WHAT THIS TASK INVOLVES - Your copy should repeat each record below exactly and contain no images.

═════ DATASET EXCERPTS ═════

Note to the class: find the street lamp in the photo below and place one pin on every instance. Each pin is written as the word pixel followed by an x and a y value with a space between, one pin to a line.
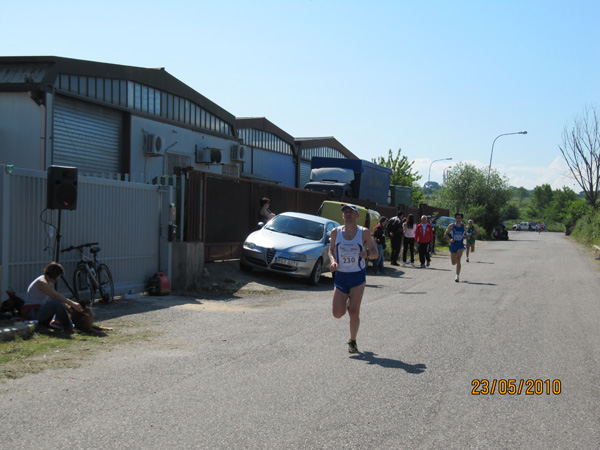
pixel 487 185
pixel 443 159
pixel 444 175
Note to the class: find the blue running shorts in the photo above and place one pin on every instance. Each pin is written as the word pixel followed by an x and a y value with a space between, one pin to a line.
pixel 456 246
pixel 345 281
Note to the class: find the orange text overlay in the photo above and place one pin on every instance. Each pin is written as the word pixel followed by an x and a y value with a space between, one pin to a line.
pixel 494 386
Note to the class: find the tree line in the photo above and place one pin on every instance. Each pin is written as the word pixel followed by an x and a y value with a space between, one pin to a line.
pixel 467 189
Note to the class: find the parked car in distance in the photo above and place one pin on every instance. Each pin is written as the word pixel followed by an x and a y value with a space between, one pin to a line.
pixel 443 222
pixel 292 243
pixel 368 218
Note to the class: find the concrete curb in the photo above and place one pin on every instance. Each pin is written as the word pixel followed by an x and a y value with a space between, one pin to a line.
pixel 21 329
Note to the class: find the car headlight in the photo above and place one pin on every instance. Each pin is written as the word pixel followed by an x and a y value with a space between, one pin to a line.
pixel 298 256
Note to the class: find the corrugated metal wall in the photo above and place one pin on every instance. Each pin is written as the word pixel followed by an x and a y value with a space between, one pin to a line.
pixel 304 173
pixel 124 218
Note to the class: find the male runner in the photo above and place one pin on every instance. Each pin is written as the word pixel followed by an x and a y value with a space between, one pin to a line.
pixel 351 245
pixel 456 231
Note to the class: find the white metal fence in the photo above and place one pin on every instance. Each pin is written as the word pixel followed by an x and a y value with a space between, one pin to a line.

═════

THE ANSWER -
Note to the class: find the street lamp in the photo below and place one pin on every instance. Each pin is written as the word pixel followed by an x and a y value with a space between, one pin to a line.
pixel 487 185
pixel 443 159
pixel 444 175
Note to the class: find the blue running shorts in the photo above and place one pin on every instance. Each pin is written as the word pixel followed by an x and a y value with a space between, one pin to a line.
pixel 456 246
pixel 345 281
Note to the class: find the orange text overlay in the photo above and place one pin on every instance. Each pin is written as the word pixel followed by an x and a y value with a space between, one pin to a line.
pixel 494 386
Note to the class: find the tree line in the photo above and place one pin on every instance. Each pin is written as the word pixel followed by an x and a y value with a space between, one pin to a line.
pixel 467 189
Note to the class: find the parked car in distance in the photo above and place one pin on every instance. Each pin is written as the word pixel followed by an x and a y value with a space between, one pin to a line.
pixel 443 222
pixel 292 243
pixel 368 218
Note to the class: find the concrete curb in the photo above and place one pin on every instance. Each pin is written as the word pixel followed by an x and a y value with a space between, one pin to a line.
pixel 21 329
Note to the class: find the car headlight in the photo above and place one pin on every instance. Each pin is written as the word pixel followed by an x and a y value with a space between, one pin to a line.
pixel 298 256
Note to the class: find the corrugated metal wall in the photo above and place one pin on every instance. Each pin is written as the word pixel followed by an x and a y value with a space between, one pin to a line.
pixel 304 173
pixel 124 218
Note to the class: find the male runner in the photo above and place one pin on every instance. Each pin is written as the word pixel followed by an x and a y value with a space between, one pin to a line.
pixel 351 245
pixel 456 231
Note to the class: find the white metal fence in the photo above and place one pin on every instance. Each pin is written as the word pixel followed by an x and a y value with a space between, one pin to a line.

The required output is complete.